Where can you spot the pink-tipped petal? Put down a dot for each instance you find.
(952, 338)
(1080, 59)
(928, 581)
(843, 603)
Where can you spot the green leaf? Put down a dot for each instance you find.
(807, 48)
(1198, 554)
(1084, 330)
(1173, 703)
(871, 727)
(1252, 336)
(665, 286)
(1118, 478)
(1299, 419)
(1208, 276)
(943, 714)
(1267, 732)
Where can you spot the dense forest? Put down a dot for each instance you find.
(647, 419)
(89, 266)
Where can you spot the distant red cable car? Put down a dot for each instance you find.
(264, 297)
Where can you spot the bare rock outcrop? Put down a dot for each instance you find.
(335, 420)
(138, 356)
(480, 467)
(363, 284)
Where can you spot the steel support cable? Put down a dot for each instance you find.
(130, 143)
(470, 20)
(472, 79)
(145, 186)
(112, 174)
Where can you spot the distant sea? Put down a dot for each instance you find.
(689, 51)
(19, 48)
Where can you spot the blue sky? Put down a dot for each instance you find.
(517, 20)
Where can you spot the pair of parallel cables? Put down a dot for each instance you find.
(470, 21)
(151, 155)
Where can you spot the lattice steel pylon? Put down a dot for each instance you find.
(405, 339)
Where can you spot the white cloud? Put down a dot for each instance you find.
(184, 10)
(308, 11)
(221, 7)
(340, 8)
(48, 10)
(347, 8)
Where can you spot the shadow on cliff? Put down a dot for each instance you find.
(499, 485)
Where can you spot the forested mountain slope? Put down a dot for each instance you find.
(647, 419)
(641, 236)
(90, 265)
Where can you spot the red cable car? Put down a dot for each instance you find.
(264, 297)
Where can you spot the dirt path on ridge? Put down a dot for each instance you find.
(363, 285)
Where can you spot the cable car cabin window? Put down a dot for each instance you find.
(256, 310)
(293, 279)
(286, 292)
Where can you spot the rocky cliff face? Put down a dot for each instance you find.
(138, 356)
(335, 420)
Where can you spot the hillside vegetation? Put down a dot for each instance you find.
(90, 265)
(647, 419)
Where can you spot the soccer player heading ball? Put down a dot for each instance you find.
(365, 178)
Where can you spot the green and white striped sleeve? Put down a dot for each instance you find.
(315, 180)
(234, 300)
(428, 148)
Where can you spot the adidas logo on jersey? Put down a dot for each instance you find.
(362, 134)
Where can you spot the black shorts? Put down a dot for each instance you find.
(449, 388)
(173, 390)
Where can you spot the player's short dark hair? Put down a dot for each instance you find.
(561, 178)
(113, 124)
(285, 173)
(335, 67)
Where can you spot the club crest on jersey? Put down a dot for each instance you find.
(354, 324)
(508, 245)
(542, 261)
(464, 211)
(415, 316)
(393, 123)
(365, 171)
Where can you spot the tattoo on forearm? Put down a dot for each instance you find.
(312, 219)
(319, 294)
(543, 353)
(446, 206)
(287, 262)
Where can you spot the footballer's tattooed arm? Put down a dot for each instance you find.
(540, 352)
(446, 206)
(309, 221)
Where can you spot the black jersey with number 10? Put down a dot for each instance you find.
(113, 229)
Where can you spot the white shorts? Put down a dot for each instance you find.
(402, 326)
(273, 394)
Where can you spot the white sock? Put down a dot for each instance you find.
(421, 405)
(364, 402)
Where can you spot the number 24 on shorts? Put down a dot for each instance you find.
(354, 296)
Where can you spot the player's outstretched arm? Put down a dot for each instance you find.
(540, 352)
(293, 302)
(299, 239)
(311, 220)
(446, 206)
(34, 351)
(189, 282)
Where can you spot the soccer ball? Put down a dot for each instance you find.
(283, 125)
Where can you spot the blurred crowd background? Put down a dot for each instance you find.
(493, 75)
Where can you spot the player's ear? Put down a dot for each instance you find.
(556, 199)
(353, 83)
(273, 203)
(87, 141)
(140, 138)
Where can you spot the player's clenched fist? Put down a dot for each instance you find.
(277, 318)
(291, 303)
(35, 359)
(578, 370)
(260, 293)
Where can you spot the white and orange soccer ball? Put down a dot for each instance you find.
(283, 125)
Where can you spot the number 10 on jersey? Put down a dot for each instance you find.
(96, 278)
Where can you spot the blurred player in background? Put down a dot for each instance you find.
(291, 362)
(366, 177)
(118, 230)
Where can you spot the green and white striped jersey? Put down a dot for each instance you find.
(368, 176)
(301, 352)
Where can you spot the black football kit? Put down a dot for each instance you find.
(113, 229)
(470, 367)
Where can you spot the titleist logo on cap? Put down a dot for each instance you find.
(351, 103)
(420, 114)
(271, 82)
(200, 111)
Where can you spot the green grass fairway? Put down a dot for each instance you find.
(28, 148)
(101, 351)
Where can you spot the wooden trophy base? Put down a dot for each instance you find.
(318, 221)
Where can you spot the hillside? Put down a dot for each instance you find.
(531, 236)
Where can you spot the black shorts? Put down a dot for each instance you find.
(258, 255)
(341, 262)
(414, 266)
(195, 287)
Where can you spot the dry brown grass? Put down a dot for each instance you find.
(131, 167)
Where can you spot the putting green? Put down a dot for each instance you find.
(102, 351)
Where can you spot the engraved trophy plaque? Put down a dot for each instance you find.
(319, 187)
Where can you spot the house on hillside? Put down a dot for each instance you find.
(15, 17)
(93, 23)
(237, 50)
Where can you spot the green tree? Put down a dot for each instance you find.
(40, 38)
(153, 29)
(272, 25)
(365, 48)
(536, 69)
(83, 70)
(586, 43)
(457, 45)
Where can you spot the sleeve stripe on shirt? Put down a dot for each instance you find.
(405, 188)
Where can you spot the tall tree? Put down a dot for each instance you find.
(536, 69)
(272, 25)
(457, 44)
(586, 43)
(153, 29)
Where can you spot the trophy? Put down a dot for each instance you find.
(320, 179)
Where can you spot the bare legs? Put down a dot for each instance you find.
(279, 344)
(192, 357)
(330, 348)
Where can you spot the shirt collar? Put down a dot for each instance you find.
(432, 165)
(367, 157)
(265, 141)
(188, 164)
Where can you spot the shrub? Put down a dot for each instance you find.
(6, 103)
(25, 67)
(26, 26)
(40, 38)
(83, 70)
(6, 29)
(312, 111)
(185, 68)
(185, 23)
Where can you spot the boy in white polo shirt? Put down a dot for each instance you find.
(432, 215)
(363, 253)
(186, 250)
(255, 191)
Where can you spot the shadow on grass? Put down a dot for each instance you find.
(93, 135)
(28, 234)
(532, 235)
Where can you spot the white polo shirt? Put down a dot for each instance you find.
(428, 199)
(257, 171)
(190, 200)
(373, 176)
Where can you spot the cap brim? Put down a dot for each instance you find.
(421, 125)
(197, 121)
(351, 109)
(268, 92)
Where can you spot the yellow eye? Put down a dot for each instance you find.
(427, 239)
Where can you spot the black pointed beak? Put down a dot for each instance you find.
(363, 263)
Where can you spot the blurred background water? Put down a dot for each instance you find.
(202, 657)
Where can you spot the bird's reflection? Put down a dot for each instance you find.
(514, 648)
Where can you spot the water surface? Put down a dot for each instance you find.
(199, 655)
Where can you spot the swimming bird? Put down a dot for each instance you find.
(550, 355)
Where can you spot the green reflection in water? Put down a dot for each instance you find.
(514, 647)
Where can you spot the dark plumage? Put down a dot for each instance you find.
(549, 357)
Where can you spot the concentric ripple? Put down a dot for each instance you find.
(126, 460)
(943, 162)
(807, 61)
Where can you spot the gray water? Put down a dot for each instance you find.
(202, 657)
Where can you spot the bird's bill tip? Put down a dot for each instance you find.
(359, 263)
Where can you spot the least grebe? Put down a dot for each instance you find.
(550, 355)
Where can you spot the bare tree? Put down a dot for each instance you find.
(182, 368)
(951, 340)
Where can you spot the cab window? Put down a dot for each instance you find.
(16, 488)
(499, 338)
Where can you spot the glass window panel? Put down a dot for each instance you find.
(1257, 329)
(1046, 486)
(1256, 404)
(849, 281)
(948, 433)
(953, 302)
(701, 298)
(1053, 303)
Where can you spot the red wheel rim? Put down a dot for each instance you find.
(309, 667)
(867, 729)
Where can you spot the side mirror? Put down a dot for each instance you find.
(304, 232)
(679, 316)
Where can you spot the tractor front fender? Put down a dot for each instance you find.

Directive:
Can you lay out the material above as a Markdown table with the columns "Row" and "Line"? Start at the line containing "Where can you spot the yellow" and end with the final line of the material, leaving out any blank lines.

Expected output:
| Row | Line |
|---|---|
| 1 | Where can you spot the yellow eye? Put down a dot for each instance you find. |
| 2 | (427, 239) |
| 3 | Where can you spot the black pointed beak? Put down a dot for each instance you find. |
| 4 | (363, 263) |
| 5 | Where can you spot the blurred background water? Put down a dot for each instance you find. |
| 6 | (202, 657) |
| 7 | Where can you spot the bird's reflection? Put down a dot for each instance you find. |
| 8 | (514, 648) |
| 9 | Where can you spot the water surface? Put down a dot for each instance you find. |
| 10 | (199, 655) |
| 11 | Where can you spot the swimming bird? Put down a dot for each instance you find. |
| 12 | (550, 355) |
| 13 | Where can you spot the green reflection in water? Put down a dot for each instance you find. |
| 14 | (514, 647) |
| 15 | Where can you spot the dark plumage? Put down a dot for each instance you find. |
| 16 | (549, 357) |
| 17 | Where can you spot the concentric ripple? Put down a dot for each instance you find. |
| 18 | (126, 460) |
| 19 | (943, 162) |
| 20 | (807, 61) |
| 21 | Where can you spot the gray water? Put down a dot for each instance you find. |
| 22 | (202, 657) |
| 23 | Where can you spot the bird's bill tip? Put down a dot for each instance you find. |
| 24 | (359, 263) |
| 25 | Where can you spot the least grebe? Put down a dot for each instance you find. |
| 26 | (550, 355) |
| 27 | Where can you spot the bare tree? Put down a dot for each instance you find. |
| 28 | (182, 368) |
| 29 | (951, 340) |
| 30 | Where can you spot the cab window? Put down a dot for each instance you find. |
| 31 | (16, 488) |
| 32 | (499, 338) |
| 33 | Where can you spot the glass window panel? Put down a dot for each instance you find. |
| 34 | (1257, 329) |
| 35 | (1046, 486) |
| 36 | (1256, 404) |
| 37 | (849, 281) |
| 38 | (948, 433) |
| 39 | (953, 302) |
| 40 | (701, 298) |
| 41 | (1053, 303) |
| 42 | Where can you spot the red wheel rim? Put down a dot for each instance you find. |
| 43 | (309, 667) |
| 44 | (867, 729) |
| 45 | Where can you spot the side mirror? Put down a dot for each instance you find. |
| 46 | (304, 232) |
| 47 | (679, 316) |
| 48 | Where can you spot the tractor front fender? Put down a dot for each instance you find. |